■ **Exercise requirements**
Arrange the lines of the records below as a Markdown table with the columns "No." and "Text", skipping blank lines. Begin at the line that has "Indicate each instance of the propeller with" and stop after the line that has "column 721, row 356".

* BEGIN Data listing *

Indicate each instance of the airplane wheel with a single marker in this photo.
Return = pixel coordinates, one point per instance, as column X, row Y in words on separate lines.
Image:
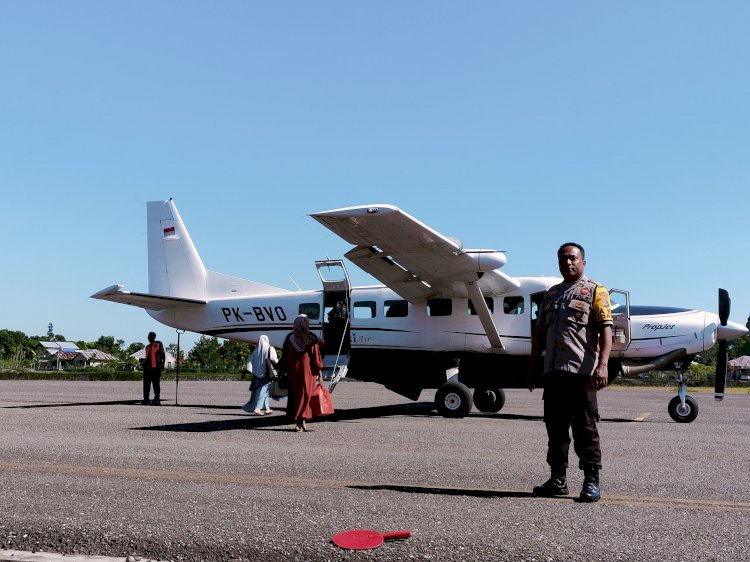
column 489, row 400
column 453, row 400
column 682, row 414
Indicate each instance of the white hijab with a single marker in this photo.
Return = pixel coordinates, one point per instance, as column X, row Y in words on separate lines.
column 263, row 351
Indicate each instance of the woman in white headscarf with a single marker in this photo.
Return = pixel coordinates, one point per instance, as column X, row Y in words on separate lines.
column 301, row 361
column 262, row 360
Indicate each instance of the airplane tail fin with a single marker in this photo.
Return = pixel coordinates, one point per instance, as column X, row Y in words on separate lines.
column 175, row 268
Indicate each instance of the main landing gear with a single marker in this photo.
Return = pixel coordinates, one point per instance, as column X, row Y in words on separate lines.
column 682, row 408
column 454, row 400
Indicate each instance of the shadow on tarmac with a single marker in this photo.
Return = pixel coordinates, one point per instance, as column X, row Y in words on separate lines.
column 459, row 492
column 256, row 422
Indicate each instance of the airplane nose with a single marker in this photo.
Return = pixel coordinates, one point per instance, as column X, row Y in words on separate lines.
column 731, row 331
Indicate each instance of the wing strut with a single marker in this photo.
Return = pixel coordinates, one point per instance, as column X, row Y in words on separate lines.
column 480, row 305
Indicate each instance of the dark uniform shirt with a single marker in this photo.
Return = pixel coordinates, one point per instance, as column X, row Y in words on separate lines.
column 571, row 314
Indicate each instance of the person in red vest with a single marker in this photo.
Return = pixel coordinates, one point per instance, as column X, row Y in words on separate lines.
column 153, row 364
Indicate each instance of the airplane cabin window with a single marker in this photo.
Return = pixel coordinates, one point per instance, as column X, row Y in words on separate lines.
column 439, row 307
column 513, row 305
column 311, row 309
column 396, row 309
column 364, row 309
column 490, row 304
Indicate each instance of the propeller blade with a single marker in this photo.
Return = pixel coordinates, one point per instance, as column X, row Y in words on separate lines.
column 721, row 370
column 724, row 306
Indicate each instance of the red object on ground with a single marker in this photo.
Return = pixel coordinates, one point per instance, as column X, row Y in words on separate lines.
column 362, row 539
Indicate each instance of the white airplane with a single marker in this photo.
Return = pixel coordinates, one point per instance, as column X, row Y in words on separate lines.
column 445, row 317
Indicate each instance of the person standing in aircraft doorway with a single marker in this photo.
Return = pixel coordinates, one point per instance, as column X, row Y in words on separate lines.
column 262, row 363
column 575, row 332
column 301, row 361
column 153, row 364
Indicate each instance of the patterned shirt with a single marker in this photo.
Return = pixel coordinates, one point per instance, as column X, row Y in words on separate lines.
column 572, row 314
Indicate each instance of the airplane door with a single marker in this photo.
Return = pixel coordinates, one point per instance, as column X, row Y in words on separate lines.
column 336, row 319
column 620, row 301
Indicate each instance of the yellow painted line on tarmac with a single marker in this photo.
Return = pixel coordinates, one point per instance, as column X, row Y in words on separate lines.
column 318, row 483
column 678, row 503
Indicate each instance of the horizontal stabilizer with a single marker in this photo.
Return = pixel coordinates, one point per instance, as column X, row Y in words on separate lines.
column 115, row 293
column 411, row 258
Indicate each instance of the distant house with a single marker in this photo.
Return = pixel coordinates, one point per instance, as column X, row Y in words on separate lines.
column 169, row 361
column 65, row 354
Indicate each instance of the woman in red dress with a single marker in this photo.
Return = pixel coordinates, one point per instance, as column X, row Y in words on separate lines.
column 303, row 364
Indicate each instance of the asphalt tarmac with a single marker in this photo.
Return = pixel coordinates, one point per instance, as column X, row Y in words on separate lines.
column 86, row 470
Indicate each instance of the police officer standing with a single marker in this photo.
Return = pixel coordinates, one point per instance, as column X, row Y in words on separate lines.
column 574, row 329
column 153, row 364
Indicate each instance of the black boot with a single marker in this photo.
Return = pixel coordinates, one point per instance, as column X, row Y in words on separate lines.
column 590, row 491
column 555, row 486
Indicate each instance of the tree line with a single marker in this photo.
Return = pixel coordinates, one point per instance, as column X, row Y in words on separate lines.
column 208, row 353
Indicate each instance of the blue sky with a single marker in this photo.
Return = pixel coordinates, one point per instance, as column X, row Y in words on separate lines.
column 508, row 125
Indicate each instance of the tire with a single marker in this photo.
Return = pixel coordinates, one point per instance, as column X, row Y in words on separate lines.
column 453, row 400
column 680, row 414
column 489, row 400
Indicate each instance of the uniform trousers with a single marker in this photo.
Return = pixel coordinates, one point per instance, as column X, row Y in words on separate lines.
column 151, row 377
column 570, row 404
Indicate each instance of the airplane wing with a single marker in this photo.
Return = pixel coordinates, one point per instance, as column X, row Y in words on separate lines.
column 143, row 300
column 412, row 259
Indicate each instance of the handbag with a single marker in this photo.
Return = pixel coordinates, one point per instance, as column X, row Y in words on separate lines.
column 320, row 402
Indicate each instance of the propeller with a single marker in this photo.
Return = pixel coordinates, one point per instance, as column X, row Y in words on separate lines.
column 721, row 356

* END Data listing *
* BEGIN Data listing *

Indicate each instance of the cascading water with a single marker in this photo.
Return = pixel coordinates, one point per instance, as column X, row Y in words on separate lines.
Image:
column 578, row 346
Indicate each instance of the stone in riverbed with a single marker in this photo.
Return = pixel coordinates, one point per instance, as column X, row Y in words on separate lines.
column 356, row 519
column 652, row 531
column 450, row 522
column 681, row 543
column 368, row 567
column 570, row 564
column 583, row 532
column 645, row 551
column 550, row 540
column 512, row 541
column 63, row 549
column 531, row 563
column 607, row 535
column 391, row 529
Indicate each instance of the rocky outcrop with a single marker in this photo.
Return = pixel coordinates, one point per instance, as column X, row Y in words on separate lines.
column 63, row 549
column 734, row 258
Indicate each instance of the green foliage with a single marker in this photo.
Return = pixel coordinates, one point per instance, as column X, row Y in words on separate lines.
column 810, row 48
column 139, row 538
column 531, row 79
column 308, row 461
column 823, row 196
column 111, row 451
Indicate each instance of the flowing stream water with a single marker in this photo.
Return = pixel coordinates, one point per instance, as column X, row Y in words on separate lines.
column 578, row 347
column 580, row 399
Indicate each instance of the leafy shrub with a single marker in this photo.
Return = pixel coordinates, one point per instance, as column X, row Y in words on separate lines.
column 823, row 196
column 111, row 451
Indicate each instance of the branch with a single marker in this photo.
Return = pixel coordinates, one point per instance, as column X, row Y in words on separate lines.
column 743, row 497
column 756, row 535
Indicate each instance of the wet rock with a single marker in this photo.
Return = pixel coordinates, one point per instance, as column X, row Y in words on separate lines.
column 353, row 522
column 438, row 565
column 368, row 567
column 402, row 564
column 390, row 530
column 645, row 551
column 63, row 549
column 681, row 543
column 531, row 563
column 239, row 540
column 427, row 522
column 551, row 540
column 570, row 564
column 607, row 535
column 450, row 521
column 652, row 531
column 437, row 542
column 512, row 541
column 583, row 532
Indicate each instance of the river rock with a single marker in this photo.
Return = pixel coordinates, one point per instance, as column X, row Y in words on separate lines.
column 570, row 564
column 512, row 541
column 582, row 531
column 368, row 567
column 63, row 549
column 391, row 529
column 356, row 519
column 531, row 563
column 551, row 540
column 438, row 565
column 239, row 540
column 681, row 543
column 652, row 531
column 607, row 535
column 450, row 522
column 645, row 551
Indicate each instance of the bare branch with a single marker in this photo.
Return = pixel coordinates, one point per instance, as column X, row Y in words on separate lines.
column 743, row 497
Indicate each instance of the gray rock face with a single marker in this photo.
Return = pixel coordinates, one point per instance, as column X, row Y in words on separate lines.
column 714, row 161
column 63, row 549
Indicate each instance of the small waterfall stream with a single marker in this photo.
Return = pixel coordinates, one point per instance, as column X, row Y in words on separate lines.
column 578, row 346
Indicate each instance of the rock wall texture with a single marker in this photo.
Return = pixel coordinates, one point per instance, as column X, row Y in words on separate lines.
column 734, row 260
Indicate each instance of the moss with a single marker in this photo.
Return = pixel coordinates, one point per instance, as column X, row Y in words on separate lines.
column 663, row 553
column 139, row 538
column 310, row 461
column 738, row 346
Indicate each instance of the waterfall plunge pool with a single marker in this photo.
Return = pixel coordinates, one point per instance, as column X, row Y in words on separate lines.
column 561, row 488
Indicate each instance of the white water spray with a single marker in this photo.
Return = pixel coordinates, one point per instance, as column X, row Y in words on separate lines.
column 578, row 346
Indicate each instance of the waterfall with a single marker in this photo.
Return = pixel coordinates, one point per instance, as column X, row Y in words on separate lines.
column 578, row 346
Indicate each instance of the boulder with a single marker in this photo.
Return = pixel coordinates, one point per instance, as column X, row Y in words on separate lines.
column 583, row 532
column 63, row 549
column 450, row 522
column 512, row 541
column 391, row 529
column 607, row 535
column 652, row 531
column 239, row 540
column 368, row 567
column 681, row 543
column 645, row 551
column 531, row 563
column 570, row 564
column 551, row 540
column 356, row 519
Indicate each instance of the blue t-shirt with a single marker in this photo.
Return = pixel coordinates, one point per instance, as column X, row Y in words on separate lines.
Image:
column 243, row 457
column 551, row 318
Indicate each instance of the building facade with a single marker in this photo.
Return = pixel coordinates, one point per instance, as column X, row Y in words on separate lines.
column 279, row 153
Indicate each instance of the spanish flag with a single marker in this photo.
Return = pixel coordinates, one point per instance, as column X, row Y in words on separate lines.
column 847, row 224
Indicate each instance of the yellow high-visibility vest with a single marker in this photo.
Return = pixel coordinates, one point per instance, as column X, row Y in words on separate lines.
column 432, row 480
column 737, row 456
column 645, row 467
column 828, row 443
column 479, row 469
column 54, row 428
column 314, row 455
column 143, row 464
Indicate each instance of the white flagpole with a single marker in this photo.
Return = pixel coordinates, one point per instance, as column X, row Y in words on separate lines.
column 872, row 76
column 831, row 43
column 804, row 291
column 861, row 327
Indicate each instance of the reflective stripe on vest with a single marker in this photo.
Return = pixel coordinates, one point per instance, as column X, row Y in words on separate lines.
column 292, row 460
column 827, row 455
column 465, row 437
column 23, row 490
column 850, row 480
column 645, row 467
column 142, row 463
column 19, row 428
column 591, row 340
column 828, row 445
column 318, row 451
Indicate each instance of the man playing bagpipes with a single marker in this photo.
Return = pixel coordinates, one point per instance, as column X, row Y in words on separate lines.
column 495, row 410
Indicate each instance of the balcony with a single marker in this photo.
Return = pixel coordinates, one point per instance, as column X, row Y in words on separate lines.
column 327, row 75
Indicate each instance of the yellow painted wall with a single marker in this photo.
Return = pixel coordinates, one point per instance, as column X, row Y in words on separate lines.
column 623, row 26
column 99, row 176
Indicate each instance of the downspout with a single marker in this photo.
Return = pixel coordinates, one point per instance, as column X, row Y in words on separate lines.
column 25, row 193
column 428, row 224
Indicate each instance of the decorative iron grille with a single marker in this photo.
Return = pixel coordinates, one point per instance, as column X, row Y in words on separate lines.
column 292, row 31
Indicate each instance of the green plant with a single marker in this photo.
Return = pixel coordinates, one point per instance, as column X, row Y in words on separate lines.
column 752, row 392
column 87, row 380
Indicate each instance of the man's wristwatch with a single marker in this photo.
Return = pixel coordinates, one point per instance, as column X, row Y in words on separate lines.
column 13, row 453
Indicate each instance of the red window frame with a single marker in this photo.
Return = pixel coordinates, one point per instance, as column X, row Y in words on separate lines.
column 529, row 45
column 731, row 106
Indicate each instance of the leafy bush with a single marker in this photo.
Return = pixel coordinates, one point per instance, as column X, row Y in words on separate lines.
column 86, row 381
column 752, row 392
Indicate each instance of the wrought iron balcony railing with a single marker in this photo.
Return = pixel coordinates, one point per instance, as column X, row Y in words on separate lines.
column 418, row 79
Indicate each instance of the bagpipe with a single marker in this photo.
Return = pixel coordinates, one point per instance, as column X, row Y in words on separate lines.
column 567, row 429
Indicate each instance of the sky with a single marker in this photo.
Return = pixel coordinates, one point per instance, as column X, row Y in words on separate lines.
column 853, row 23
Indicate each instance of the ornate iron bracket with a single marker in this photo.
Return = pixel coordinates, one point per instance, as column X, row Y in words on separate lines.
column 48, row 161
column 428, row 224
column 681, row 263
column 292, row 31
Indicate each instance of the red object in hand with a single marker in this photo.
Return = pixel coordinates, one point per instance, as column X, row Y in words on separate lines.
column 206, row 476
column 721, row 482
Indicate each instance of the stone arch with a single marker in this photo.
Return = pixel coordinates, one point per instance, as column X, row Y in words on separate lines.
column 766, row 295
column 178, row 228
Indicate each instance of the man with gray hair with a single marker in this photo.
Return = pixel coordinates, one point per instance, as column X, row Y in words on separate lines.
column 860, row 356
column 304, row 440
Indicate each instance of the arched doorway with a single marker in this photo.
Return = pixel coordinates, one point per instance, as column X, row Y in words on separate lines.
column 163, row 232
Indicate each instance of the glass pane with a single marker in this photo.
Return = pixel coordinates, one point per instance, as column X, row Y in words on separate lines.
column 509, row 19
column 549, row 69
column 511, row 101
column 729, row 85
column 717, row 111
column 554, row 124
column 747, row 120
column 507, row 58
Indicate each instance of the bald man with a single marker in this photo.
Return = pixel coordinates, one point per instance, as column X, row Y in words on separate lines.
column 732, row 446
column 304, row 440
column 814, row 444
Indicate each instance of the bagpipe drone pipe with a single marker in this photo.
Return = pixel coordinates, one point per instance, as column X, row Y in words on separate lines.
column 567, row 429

* END Data listing *
* BEGIN Data listing *

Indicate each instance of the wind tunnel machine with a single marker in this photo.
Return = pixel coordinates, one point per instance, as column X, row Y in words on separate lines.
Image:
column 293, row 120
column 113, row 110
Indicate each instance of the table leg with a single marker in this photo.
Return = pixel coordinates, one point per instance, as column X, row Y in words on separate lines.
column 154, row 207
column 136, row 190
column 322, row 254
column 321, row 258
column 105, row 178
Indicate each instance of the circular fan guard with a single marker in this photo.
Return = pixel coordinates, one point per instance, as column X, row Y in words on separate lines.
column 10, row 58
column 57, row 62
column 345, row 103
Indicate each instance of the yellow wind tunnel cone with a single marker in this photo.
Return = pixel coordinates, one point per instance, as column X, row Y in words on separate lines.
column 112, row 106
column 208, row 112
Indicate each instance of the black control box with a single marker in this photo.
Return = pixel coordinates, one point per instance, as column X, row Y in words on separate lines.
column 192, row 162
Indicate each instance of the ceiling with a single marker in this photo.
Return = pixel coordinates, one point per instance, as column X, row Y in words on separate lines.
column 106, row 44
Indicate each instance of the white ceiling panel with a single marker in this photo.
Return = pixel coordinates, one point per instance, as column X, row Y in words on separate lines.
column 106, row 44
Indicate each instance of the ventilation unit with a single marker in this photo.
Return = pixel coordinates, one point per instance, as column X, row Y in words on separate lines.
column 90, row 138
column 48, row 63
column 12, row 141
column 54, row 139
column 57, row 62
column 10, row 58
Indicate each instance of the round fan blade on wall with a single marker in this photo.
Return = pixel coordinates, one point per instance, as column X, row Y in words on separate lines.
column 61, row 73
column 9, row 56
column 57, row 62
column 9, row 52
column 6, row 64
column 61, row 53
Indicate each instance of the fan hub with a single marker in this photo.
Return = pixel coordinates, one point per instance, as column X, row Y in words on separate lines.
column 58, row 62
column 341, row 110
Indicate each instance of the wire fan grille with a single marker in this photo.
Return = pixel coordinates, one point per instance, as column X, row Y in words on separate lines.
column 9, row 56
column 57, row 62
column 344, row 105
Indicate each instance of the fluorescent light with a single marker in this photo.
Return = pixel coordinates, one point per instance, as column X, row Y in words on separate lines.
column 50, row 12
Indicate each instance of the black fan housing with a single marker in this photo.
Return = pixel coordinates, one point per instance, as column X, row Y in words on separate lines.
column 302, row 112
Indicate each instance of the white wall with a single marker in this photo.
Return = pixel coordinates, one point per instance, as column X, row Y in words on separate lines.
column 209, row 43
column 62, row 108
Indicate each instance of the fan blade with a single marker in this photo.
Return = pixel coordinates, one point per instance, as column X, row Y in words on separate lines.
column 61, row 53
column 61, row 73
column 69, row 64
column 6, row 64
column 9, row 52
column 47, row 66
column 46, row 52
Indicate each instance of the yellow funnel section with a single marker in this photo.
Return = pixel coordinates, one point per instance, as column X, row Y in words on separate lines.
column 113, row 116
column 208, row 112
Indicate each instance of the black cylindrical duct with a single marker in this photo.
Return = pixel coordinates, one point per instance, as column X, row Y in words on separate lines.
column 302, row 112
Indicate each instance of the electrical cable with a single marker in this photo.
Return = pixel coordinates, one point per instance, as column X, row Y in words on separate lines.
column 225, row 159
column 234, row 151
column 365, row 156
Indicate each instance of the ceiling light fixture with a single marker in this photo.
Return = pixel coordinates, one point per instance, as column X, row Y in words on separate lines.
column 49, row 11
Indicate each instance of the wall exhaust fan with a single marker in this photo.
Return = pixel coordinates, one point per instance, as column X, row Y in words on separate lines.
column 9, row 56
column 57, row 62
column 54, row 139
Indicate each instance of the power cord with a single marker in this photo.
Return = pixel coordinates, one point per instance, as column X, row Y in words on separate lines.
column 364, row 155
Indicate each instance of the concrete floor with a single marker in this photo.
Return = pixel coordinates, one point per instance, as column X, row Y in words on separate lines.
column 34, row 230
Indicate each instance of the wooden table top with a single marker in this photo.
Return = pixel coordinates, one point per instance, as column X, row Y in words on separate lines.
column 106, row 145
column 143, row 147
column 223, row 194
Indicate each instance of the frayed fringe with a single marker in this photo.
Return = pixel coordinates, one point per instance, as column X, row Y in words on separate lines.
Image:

* END Data listing *

■ **Response for this exercise**
| No. | Text |
|---|---|
| 1 | Indicate each instance of the propeller with a single marker in this photo. |
| 2 | Return = pixel coordinates, one point per instance, as column X, row Y in words on separate lines. |
| 3 | column 721, row 356 |